▶ WHAT YOU HAVE TO DO
Restate, word for word, every line of the data.

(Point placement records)
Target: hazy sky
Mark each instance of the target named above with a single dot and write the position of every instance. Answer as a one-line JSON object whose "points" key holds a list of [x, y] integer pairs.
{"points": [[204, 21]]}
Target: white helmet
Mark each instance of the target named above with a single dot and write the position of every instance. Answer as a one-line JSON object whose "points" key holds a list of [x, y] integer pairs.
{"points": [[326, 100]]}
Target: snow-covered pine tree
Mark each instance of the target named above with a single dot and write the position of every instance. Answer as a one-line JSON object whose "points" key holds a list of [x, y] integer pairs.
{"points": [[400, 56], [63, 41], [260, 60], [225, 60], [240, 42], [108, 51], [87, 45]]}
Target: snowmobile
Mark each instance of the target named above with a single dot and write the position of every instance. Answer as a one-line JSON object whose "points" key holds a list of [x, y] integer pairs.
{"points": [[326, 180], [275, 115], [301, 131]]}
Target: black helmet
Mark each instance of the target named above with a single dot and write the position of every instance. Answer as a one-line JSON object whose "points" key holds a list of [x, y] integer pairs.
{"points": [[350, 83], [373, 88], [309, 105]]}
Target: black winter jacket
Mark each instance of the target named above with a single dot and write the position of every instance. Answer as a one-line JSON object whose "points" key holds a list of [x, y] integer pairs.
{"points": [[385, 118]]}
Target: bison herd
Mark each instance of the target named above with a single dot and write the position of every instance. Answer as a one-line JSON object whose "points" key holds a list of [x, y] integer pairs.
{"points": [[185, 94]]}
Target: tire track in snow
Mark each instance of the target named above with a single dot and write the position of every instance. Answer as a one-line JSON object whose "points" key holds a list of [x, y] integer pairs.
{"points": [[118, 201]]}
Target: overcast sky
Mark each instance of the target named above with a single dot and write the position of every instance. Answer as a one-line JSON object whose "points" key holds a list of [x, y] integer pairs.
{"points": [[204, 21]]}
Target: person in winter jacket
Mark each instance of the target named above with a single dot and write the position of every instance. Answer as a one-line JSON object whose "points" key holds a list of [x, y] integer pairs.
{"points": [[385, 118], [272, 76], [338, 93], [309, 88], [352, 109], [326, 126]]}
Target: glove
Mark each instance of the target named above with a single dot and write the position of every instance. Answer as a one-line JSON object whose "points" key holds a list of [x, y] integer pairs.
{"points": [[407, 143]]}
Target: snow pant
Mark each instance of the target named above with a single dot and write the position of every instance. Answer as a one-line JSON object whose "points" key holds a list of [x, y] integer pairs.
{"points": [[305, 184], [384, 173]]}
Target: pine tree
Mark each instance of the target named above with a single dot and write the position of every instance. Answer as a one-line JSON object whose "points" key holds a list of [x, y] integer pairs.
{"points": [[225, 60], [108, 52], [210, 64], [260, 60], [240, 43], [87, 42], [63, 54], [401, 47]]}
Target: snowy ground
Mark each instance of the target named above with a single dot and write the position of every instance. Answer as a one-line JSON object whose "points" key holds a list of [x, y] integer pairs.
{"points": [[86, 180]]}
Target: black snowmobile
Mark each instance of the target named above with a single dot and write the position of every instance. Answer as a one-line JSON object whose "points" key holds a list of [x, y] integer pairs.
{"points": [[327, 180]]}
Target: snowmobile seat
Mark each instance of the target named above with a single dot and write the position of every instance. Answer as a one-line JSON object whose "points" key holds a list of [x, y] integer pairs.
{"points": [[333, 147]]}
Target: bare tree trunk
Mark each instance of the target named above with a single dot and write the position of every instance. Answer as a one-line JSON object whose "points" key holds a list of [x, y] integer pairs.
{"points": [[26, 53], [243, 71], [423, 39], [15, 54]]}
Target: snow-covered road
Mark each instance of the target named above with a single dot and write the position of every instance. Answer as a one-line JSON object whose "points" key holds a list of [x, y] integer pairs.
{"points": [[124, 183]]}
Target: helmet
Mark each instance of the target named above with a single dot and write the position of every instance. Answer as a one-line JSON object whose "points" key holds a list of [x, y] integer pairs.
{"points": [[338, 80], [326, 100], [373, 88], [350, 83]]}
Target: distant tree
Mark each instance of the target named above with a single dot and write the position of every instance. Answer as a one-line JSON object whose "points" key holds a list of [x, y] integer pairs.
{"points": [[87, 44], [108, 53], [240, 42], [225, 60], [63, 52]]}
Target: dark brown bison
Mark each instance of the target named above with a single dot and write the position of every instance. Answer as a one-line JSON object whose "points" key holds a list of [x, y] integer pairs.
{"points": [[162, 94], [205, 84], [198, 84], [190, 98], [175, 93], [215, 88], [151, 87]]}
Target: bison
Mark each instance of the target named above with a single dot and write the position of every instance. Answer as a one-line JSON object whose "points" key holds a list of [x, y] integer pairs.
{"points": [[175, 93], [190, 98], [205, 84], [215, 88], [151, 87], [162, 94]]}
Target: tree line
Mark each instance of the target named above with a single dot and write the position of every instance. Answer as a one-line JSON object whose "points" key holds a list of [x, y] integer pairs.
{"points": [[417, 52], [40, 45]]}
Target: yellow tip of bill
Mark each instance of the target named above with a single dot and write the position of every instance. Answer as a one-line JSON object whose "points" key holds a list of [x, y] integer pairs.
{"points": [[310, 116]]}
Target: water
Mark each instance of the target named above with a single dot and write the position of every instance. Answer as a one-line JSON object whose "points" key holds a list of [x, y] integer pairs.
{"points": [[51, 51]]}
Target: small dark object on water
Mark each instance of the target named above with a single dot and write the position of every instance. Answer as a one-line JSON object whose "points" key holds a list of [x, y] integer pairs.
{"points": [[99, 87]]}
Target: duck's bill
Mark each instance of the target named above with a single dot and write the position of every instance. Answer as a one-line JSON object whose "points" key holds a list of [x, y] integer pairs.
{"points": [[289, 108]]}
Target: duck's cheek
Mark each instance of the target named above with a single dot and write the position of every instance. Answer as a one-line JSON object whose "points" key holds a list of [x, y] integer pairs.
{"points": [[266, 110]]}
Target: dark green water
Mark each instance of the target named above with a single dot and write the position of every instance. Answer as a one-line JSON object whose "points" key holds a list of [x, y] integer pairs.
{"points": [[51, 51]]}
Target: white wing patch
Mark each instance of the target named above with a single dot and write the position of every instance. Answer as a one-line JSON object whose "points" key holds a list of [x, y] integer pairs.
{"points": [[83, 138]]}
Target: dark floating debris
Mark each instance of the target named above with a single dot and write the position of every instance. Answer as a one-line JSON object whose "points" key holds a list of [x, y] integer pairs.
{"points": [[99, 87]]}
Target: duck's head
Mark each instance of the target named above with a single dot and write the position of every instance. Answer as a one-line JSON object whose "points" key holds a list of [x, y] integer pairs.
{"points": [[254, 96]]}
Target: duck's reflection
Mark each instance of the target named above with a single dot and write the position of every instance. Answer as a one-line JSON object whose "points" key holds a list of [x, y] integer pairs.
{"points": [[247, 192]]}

▶ WRITTEN REPLY
Target: hazy sky
Mark each instance of the target named above with a single dot and write the position of every instance. Answer as a one-line JSON object whose "points" key holds a list of [x, y] integer pairs.
{"points": [[204, 21]]}
Target: white helmet
Mark each instance of the target named above with a single dot and write the position of every instance. Answer as a one-line JSON object whose "points" key holds a list of [x, y] integer pairs.
{"points": [[326, 100]]}
Target: snow-covered pine tree
Mark each instance of the target named above with a single dot and write the position of every instance. Answer as a one-line JSON object whose "points" key holds a list of [x, y] integer pairs.
{"points": [[400, 56], [63, 41], [260, 60], [225, 60], [240, 42], [108, 51], [87, 45]]}
Target: snowmobile
Mark each instance of the target named above with a single dot and write the position of every instance. Answer as a one-line JSON object whose "points" key holds a list of [x, y] integer pairs.
{"points": [[326, 180], [275, 115], [301, 131]]}
Target: black helmet
Mark each instance of the target named above with a single dot and write the position of every instance. Answer as a one-line JSON object whose "points" key holds a list of [x, y] integer pairs.
{"points": [[350, 83], [373, 88], [309, 105]]}
Target: black winter jacket
Mark each instance of the target named above with a single dot and write the position of every instance. Answer as a one-line JSON object whose "points" key holds a list of [x, y] integer pairs.
{"points": [[385, 118]]}
Target: bison herd
Mark each instance of the target named above with a single dot and write the position of every instance. Answer as a one-line JSON object whose "points" key holds a list of [x, y] integer pairs.
{"points": [[185, 94]]}
Target: tire track in snow
Mark each instance of the target named above with a single dot and write the position of every instance. Answer as a one-line JSON object whose "points" key holds a list of [x, y] integer pairs.
{"points": [[118, 201]]}
Target: overcast sky
Mark each instance of the target named above with a single dot and write the position of every instance. Answer as a one-line JSON object whose "points" key holds a list of [x, y] integer pairs.
{"points": [[204, 21]]}
Target: person in winter jacket
Mark each instance of the target named above with a single dot and write the position of every instance. Answer as a one-line JSON object whose "points" key holds a list of [x, y] integer pairs.
{"points": [[385, 118], [272, 76], [338, 93], [309, 88], [352, 109], [326, 126]]}
Target: glove
Mark each instance of the target named above with a single dot and write the position of every instance. Answer as a one-line JSON object whose "points" key holds a list of [x, y] integer pairs.
{"points": [[407, 143]]}
Target: snow pant
Mark each instance of the target named above with a single dot and write the position of every instance. Answer as a one-line JSON object whose "points" key holds a list of [x, y] integer pairs.
{"points": [[305, 184], [384, 173]]}
Target: pine tree
Mark each instance of the target named above with a single dot and write the position of every instance. Answer as a one-line JSON object whose "points" key holds a list of [x, y] integer pairs.
{"points": [[225, 60], [108, 52], [210, 64], [260, 60], [240, 43], [87, 42], [63, 54], [401, 47]]}
Target: snowy ground
Mark each instance of the target named above with a single dot and write the position of every instance. Answer as a one-line JSON object whose "points" key holds a list of [x, y] integer pairs.
{"points": [[86, 180]]}
Target: black snowmobile
Mark each instance of the target named above with a single dot and write the position of every instance. Answer as a one-line JSON object whose "points" key holds a list of [x, y] integer pairs.
{"points": [[327, 180]]}
Target: snowmobile seat
Mark each instance of the target named above with a single dot and write the position of every instance. Answer as a one-line JSON object whose "points" key holds a list of [x, y] integer pairs.
{"points": [[333, 147]]}
Target: bare tree trunk
Mark each instance of the target named above with a single dot and write the position of every instance. Answer as a one-line JSON object whose "points" key holds a list of [x, y] integer pairs.
{"points": [[26, 53], [243, 71], [423, 39], [15, 54]]}
Target: snow-covered road
Mark each instance of the target named above with a single dot and write the position of every instance. Answer as a one-line JSON object whose "points" key holds a list of [x, y] integer pairs.
{"points": [[124, 183]]}
Target: helmet
Mark each instance of the target named above with a single dot and write the position of every instance. Answer as a one-line JSON object whose "points" key holds a list of [x, y] integer pairs.
{"points": [[338, 80], [326, 100], [373, 88], [350, 83]]}
Target: distant tree
Mark each instance of the target named above with a single dot and write the position of every instance. Answer as a one-line JSON object whose "points" key holds a list of [x, y] integer pairs.
{"points": [[87, 44], [108, 53], [240, 42], [225, 60], [63, 52]]}
Target: dark brown bison
Mark each instance of the target named above with a single dot and write the position of every instance. Answer as a one-line JSON object whose "points" key holds a list of [x, y] integer pairs.
{"points": [[162, 94], [205, 84], [198, 84], [190, 98], [175, 93], [215, 88], [151, 87]]}
Target: bison
Mark each instance of the target named above with a single dot and write the position of every instance. Answer as a one-line JSON object whose "points" key holds a list of [x, y] integer pairs.
{"points": [[175, 93], [190, 98], [205, 84], [215, 88], [151, 87], [162, 94]]}
Target: tree line
Mark each instance of the target named above with a single dot and write the position of every instance. Answer as a one-line JSON object whose "points" key holds a list of [x, y] integer pairs.
{"points": [[417, 52], [40, 45]]}
Target: yellow tip of bill
Mark each instance of the target named above with a single dot and write the position of every instance. Answer as a one-line JSON object whose "points" key holds a list of [x, y] integer pairs.
{"points": [[310, 116]]}
Target: water
Mark each instance of the target named above with a single dot and write the position of every instance. Answer as a one-line JSON object whose "points" key holds a list of [x, y] integer pairs.
{"points": [[51, 51]]}
Target: small dark object on water
Mark each instance of the target named above with a single dot and write the position of every instance. Answer as a one-line JSON object whose "points" key holds a list of [x, y] integer pairs.
{"points": [[99, 87]]}
Target: duck's bill
Mark each instance of the target named above with a single dot and write the position of every instance. Answer as a one-line JSON object whose "points" key holds a list of [x, y] integer pairs.
{"points": [[289, 108]]}
Target: duck's cheek
Mark each instance of the target named above with a single dot and write the position of every instance. Answer as a one-line JSON object whose "points" key holds a list of [x, y] integer pairs.
{"points": [[266, 110]]}
Target: dark green water
Mark each instance of the target named above with a single dot and write the position of every instance. Answer as a one-line JSON object whose "points" key holds a list of [x, y] integer pairs.
{"points": [[51, 51]]}
Target: white wing patch
Mark each instance of the target named above with a single dot and write the position of every instance. Answer as a one-line JSON object whose "points" key holds a list of [x, y] integer pairs.
{"points": [[83, 138]]}
Target: dark floating debris
Mark each instance of the target named above with a single dot and write the position of every instance. Answer as a one-line JSON object whose "points" key holds a list of [x, y] integer pairs.
{"points": [[99, 87]]}
Target: duck's head
Mark each instance of the target named above with a single dot and write the position of every instance. Answer as a one-line JSON object whose "points" key holds a list of [x, y] integer pairs.
{"points": [[254, 96]]}
Target: duck's reflection
Mark each instance of the target named above with a single dot and write the position of every instance. Answer as a one-line JSON object whose "points" key holds a list of [x, y] integer pairs.
{"points": [[247, 192]]}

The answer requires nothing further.